_ACTIVITY LIST_
1. Transcribe the passage on China and world trade between "Moreover, the United" and "made in China.", inclusive.
2. Continue the passage on China's WTO membership and world trade from its final sentence.

_EXTRACT PROVIDED_
/---

But China is neither the biggest nor the only beneficiary. As a study published in 2019 by German think-tank the Bertelsmann Stiftung concluded, the United States benefits the most worldwide from its own WTO membership, having achieved the largest amount of income gains of some 87 billion U.S. dollars in 2016 alone.


Moreover, the United States, with its superpower status, has all along spared no effort to dominate major global economic institutions like the International Monetary Fund (IMF) and dictate the rules of world trade.


While China's integration with the wider world has facilitated its economic takeoff, the country has also given back to the global community. China's own development itself has been a huge contribution, having contributed almost 30 percent on average each year to global economic growth for several consecutive years.


Furthermore, China's advantages in skilled labor, infrastructure and manufacturing systems have enabled the country to make quality goods at relatively low prices. In some sense, the American way of life is made in China.

\---

_GIVEN DATA_

/---

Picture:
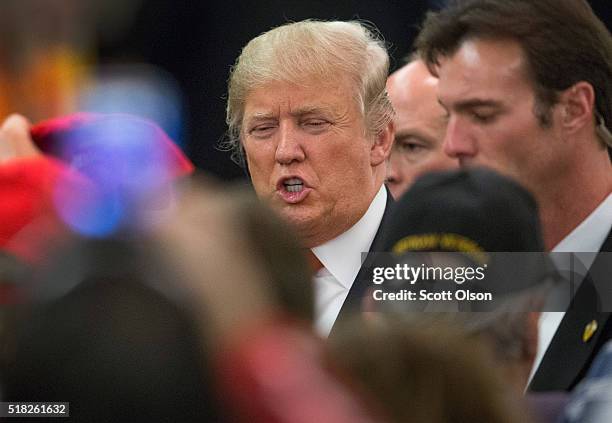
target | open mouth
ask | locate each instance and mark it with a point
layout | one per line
(293, 185)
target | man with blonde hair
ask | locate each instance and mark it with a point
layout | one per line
(309, 116)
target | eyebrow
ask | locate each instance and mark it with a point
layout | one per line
(472, 103)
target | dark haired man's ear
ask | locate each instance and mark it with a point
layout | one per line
(577, 106)
(383, 141)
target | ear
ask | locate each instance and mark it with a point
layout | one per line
(577, 106)
(383, 141)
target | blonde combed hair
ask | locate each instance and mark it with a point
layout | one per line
(320, 50)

\---

_RESPONSES TO THE TASKS_
1.
Moreover, the United States, with its superpower status, has all along spared no effort to dominate major global economic institutions like the International Monetary Fund (IMF) and dictate the rules of world trade.


While China's integration with the wider world has facilitated its economic takeoff, the country has also given back to the global community. China's own development itself has been a huge contribution, having contributed almost 30 percent on average each year to global economic growth for several consecutive years.


Furthermore, China's advantages in skilled labor, infrastructure and manufacturing systems have enabled the country to make quality goods at relatively low prices. In some sense, the American way of life is made in China.

2.
To further open up and share its development dividends with the wider world, Beijing has over the years continuously improved its domestic business environment, and launched such platforms as the China International Import Expo and the China International Fair for Trade in Services.


Determined to kickstart growth in developing countries, China has proposed the Belt and Road Initiative, which has grown into the world's largest global cooperation platform and the most popular public good over the past eight years.


And China has also in recent years remained the largest export market for the least developed nations, absorbing one fifth of the exports from those countries. Amid the COVID-19 pandemic, it voiced readiness to lend the new allocation of Special Drawing Rights to low-income countries seriously affected by the outbreak via the IMF.


More fundamentally, with an eye toward the future, China has been playing a constructive role in improving global economic governance.


In the face of rising trade protectionism, economic nationalism as well as unilateralism under the disguise of multilateralism, China has been trying to work with the wider world to promote true multilateralism by defending the rules-based multilateral trading system with the WTO at its core, and by championing ever deeper bilateral, multilateral and regional free trade.


Beijing has also supported necessary WTO reforms on topics like trade policy review and e-commerce, as well as an earlier settlement of the WTO's Appellate Body crisis.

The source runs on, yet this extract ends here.